How we use your donations

1:1 Support Workers

  • £10 - provides 1 hour of 1:1 support for a child with ASD and complex needs
  • £50 - provides 1:1 support for a half-day session at the club 
  • £100 - provides 1:1 support for a full-day session at the club
  • £300 - provides 1:1 support for three full-day sessions at the club
  • £1,800 - provides 1:1 support for three full-day sessions at the club for six children
  • £3,000 - provides 1:1 support for three full-day sessions at the club for ten children
  • £12,000  - provides 1:1 support for three full-day sessions at the club for ten children - covering the four weeks we are open over the summer holidays
  • £27,000  - provides 1:1 support for three full-day sessions at the club for ten children - covering the nine weeks we are open through all the school holidays each year

Core club costs

  • £6,000 per year for our Play Club Manager (core staff)

  • £4,658 per year for Play Club Deputy (core staff).

  • £3,500 per year in other running costs (rent, equipment, training, DBS checks, and sundries).


"Really great childcare facility for children with ASD in Newport. The staff were very well prepared and made my son and me feel very welcome. They made a real effort to get to know him and his specific and individual needs. I felt he was very well supported and he really enjoyed going every day. Variety of different children there so he got to make new friendships and experience different things. A childcare facility like this is so important for our son, as there is nothing like it anywhere in Newport and our children with ASD need the routine and structure throughout the holidays." Parent feedback

How is Oak Hill ASD Childcare different to any other childcare?

Problems to solve:
1. For each statement, say whether it agrees with the page on how donations are used. Answer yes or no, and quote the deciding words of the page exactly. (a) A £50 donation provides 1:1 support for a full-day session at the club. (b) The club is open for nine weeks across all the school holidays each year. (c) Other running costs come to £4,658 per year.
2. Continue the page on how donations are used, starting after its final heading.

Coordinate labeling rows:
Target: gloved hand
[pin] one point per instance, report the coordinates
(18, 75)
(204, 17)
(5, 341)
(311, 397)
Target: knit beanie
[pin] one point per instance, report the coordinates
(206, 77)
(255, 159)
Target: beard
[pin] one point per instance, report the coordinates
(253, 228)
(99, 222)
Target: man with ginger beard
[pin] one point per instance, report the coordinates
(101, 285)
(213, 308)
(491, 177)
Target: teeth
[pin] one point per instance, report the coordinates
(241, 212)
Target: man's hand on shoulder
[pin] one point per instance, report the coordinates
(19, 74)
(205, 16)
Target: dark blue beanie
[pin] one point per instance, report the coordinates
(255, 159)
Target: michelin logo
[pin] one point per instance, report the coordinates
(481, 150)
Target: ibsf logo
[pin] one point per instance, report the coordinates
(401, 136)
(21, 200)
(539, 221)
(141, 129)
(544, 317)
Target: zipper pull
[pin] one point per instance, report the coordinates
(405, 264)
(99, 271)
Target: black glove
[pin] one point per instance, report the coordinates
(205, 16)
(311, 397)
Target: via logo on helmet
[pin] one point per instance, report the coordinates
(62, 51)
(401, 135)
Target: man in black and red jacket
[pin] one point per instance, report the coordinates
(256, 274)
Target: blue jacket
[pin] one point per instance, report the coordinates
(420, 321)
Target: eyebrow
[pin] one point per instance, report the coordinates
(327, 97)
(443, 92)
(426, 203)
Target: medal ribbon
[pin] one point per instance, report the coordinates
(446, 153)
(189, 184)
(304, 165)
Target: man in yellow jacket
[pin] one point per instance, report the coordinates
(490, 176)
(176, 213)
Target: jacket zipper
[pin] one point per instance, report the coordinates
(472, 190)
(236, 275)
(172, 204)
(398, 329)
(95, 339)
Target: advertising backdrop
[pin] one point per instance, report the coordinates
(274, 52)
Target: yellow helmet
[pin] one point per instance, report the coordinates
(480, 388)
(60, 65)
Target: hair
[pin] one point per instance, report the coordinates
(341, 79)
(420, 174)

==

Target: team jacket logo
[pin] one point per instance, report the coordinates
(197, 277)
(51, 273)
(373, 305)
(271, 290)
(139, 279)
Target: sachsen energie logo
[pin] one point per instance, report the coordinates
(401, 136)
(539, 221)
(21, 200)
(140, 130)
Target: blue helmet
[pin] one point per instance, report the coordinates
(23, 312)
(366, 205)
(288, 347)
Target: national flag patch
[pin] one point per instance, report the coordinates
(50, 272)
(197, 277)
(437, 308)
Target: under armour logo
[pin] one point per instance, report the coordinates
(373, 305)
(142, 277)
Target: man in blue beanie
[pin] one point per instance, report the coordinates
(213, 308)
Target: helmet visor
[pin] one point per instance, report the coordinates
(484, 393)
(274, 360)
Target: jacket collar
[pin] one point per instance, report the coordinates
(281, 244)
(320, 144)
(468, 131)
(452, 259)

Solved tasks:
1.
(a) No: "£50 - provides 1:1 support for a half-day session at the club"
(b) Yes: "covering the nine weeks we are open through all the school holidays each year"
(c) No: "£3,500 per year in other running costs"

2.
Oak Hill ASD Childcare has been designed for children who require a much greater level of adult assistance, engagement and supervision than a “mainstream” childcare facility.  A  “mainstream” childcare facility can have an adult to child ratio of 1 adult to 8 children, but many of the children who will use Oak Hill will require a much higher level, sometimes even more than 1 adult to 1 child.  

In order to ensure the provision is affordable, the organisation has been set up as a charity. As a not for profit organisation the aim is to ensure additional staff can be employed to support on a 1:1 basis without this cost impacting upon the parent/carers fees.  

The level of training required to support the children who access Oak Hill ASD Childcare is also much greater, and therefore more costly than is needed for a “mainstream” provision.  Not only do we need qualified play-workers, with safeguarding training, appropriate First Aid and Food hygiene which is all mandatory within this sector, staff also need to understand autism and various strategies and techniques that are needed to help the children enjoy their time at Oak Hill.

Parents who use Oak Hill ASD Childcare will pay commensurable fees to parents who use a “mainstream” facility; the charity will make up the shortfall.


"Oakhill is a brilliant help to myself and [child] as it helps to keep routine as much as possible" Parent Feedback  

How do you meet the needs of each individual child?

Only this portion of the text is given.